• PROVIDED DATA:
◆ ◆ ◆ ◆

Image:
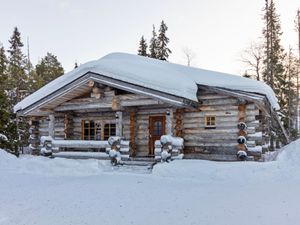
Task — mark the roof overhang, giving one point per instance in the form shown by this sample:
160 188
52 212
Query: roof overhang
79 87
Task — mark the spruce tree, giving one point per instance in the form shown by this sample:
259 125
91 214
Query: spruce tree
8 130
153 47
3 65
274 52
17 77
143 47
47 70
163 50
273 64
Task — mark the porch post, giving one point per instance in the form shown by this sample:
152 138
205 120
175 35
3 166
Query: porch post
119 123
169 121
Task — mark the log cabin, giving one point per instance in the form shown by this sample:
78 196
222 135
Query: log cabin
140 99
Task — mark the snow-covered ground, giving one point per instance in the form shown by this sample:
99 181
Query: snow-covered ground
37 190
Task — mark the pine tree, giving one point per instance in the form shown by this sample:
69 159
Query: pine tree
163 50
47 70
143 47
153 47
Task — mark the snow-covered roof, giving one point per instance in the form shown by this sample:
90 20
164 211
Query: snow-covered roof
155 74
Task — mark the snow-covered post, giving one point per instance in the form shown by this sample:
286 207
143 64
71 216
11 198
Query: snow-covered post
114 150
51 125
119 124
169 119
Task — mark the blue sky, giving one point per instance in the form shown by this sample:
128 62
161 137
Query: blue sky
216 31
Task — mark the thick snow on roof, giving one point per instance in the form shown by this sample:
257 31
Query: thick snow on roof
158 75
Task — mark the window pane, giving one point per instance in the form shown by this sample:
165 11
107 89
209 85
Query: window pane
157 128
109 130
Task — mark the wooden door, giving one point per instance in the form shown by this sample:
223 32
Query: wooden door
157 127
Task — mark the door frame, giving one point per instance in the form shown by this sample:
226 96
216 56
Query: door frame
151 145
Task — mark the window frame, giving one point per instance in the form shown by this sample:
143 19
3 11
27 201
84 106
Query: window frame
210 122
110 133
96 128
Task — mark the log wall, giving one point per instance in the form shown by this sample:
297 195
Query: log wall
223 139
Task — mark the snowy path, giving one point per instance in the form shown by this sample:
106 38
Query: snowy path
33 191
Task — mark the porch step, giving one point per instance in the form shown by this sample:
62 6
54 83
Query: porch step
148 164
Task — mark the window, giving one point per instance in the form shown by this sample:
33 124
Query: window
210 122
91 130
109 130
157 128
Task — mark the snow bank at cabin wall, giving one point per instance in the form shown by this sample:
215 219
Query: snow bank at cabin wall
155 74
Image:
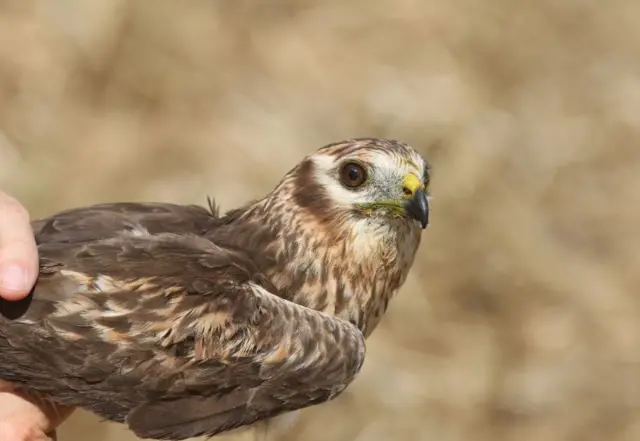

◆ ◆ ◆ ◆

• EXERCISE REQUIREMENTS:
Set down exactly the lines between the line containing "Query: thick snow on roof" and the end of the records above, both ends included; pictures stay out.

• RESULT:
Query: thick snow on roof
158 75
Task — mark the window pane, giving one point per instance in the form shown by this sample:
165 11
107 89
209 85
Query: window pane
157 128
109 130
Task — mark the wooden door, giving one point per instance in the form shown by this sample:
223 32
Query: wooden door
157 127
Task — mark the door frame, giving one point per instance in the form shown by this sample:
226 96
216 56
Query: door frame
151 145
Task — mark the window frame, giving one point per instance in the form shown by this sample:
143 19
3 11
27 201
84 106
Query: window frame
210 122
110 133
96 128
Task — mark the log wall, giving one point per instance in the form shown by this sample:
297 195
Query: log wall
223 139
Task — mark the snowy path, giving one point per instance in the form shown by this sample:
106 38
Query: snowy path
33 191
Task — mark the porch step, giving one point per instance in the form shown by this sample:
62 6
54 83
Query: porch step
148 164
Task — mark the window, giving one point per instance in the form shown by this sample:
33 124
Query: window
210 122
91 130
109 130
157 128
Task — mark the snow bank at cabin wall, giving one point per instance in the form shown by this sample:
215 219
Query: snow bank at cabin wall
155 74
Image:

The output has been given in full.